_ARTIKEL:_

───

Blue Velvet adalah sebuah thriller & neo-noir yang
sukses membuatmu merasakan ketegangan yang sama seperti yang dirasakan oleh
tokoh Jeffrey, melalui matanya yang mengintip dari celah-celah lemari kala
Dorothy (Isabella Rosselini) disiksa oleh Frank (Dennis Hopper). Scene itu
begitu disturbing untuk disaksikan, dan sulit untuk tidak merasa dihantui oleh
suara nafas Frank Booth yang menghisap masker-obatnya yang aneh. Adegan ini
adalah classic scene yang memorable, tanpa backsound musik yang berlebihan.
Adegan lain yang juga sulit dilupakan adalah adegan tidak
masuk akal dengan lagu In Dreams dari Ray Orbinson sebagai backsoundnya (FYI,
Frank Booth menamai lagu ini Candy Colored Clown). Yang pertama adalah adegan
di tempat Ben, partner kriminal Frank yang menyekap anak Dorothy. Ben bernyanyi
lip sync lagu In Dreams, ditemani anak buah Frank yang setengah mabuk
menari-nari di atas sofa, dan Frank larut pada kesedihan sebelum kemudian
berubah menjadi kemarahan. Adegan kedua adalah adegan dimana Frank memukuli
Jeffrey, dengan lagu yang sama diputar melalui tape mobil, dan seorang
perempuan menari-nari tidak jelas di atas mobil. Lagu In Dreams adalah lagu
indah jika didengarkan, namun menggabungkannya dengan adegan yang berkebalikan
dari itu semua membuatmu terjebak pada atmosfer yang ganjil.

───

_CUPLIKAN DATA:_
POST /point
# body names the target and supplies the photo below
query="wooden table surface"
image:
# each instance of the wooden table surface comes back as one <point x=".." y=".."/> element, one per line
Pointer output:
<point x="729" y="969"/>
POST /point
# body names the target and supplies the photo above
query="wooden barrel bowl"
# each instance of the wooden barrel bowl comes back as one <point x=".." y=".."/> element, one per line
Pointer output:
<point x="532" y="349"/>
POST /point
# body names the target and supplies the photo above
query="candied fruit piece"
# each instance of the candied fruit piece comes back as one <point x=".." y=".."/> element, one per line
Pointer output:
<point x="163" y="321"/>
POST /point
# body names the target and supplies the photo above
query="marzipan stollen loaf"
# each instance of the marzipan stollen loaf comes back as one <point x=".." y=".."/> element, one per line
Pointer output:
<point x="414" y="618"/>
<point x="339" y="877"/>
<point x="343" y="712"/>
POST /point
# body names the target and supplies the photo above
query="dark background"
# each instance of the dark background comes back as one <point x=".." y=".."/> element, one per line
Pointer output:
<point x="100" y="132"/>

───

_DAFTAR TUGAS:_
(1) Sebutkan semua tokoh film yang namanya disebut dalam artikel tentang film Blue Velvet.
(2) Teruskan artikel tentang film Blue Velvet dengan bagian berikutnya, mulai setelah kalimat terakhir yang tertera.

_DAFTAR JAWABAN:_
(1) Jeffrey, Dorothy, Frank Booth, dan Ben.

(2)
Sebenarnya Blue Velvet bukanlah sebuah film dengan fuckin
awesome twist di bagian endingnya, kisahnya sendiri sebenarnya berjalan cukup
linier. Ini memang membuat film ini sekilas terlihat begitu sederhana karena
kamu tidak perlu bertanya-tanya who is the really bad guy in the movie. Namun
di tangan David Lynch, Blue Velvet adalah sebuah mahakarya yang penuh dengan
elemen-elemen filosofis yang menarik. Sebuah film bisa menjadi cult movies jika
setelah menontonnya kamu masih ingin membicarakannya dan menyingkap
gagasan-gagasan gila yang ingin diungkapkan sang sutradara dan penulis naskah,
dan itulah yang terjadi pada Blue Velvet.
Kesintingan menjadi milik Dennis Hopper yang berperan
sebagai Frank Booth, dan dengan meyakinkannya berhasil membuatmu merasa miris
melihat kekejian tidak berperikemanusiaan yang dilakukan Frank kepada Dorothy.
Frank seorang Oedipus Complex sekaligus sadokis, dan hampir seluruh kalimat
yang diucapkannya tidak pernah tidak disisipi kata-kata kasar. Namun menariknya
yang ambigu adalah karakter protagonis di film ini, yaitu karakter Jeffrey
Beaumont dan Dorothy Vallens yang somehow bisa terlibat pada hubungan sensual
sadokis-masokis yang absurd. Kegamangan ini tampaknya adalah area abu-abu yang
ingin diperlihatkan Lynch pada karakter protagonis yang rupanya juga memiliki
naluri hewani/humanis yang kelam pula.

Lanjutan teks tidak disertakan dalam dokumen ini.